Exercise description
In the material below, find every line containing "blue" and copy that line.

Information provided
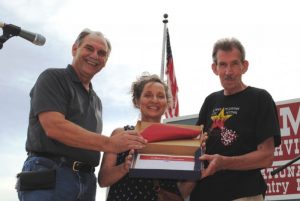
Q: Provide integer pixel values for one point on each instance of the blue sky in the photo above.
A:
(269, 30)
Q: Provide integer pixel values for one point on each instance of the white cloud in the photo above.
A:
(268, 29)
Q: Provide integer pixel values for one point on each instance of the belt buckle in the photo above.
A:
(75, 166)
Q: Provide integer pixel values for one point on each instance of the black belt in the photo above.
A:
(75, 165)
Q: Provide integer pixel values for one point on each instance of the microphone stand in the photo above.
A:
(277, 170)
(8, 32)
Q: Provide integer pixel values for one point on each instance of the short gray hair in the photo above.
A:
(86, 32)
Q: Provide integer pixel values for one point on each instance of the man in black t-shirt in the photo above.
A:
(65, 124)
(243, 129)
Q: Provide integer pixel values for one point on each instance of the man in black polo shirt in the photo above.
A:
(64, 134)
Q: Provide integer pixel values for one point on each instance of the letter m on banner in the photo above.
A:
(173, 109)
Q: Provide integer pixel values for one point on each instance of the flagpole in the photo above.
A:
(162, 71)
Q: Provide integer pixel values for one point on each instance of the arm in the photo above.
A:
(261, 158)
(109, 172)
(186, 187)
(66, 132)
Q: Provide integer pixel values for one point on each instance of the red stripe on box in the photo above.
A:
(169, 158)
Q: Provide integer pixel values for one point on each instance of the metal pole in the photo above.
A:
(162, 71)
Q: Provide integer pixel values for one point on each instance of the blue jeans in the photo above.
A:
(69, 185)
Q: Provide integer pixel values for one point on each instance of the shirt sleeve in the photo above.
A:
(49, 93)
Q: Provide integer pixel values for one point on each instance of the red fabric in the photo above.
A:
(173, 110)
(162, 132)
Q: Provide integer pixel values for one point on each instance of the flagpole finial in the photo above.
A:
(166, 18)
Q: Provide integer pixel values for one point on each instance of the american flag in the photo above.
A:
(173, 110)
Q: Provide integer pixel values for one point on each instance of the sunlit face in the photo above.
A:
(90, 56)
(153, 102)
(230, 69)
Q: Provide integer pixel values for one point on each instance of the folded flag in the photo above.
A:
(162, 132)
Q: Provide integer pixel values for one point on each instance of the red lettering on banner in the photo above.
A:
(286, 183)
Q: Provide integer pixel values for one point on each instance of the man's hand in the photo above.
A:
(124, 140)
(128, 161)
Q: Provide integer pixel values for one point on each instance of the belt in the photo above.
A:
(76, 166)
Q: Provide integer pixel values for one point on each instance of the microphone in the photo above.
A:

Expected answer
Q: Provide integer pixel values for one point on each instance of the blue sky in the photo above.
Q: Provide integer pixel values for one point on each instance of the blue jeans in the photo above.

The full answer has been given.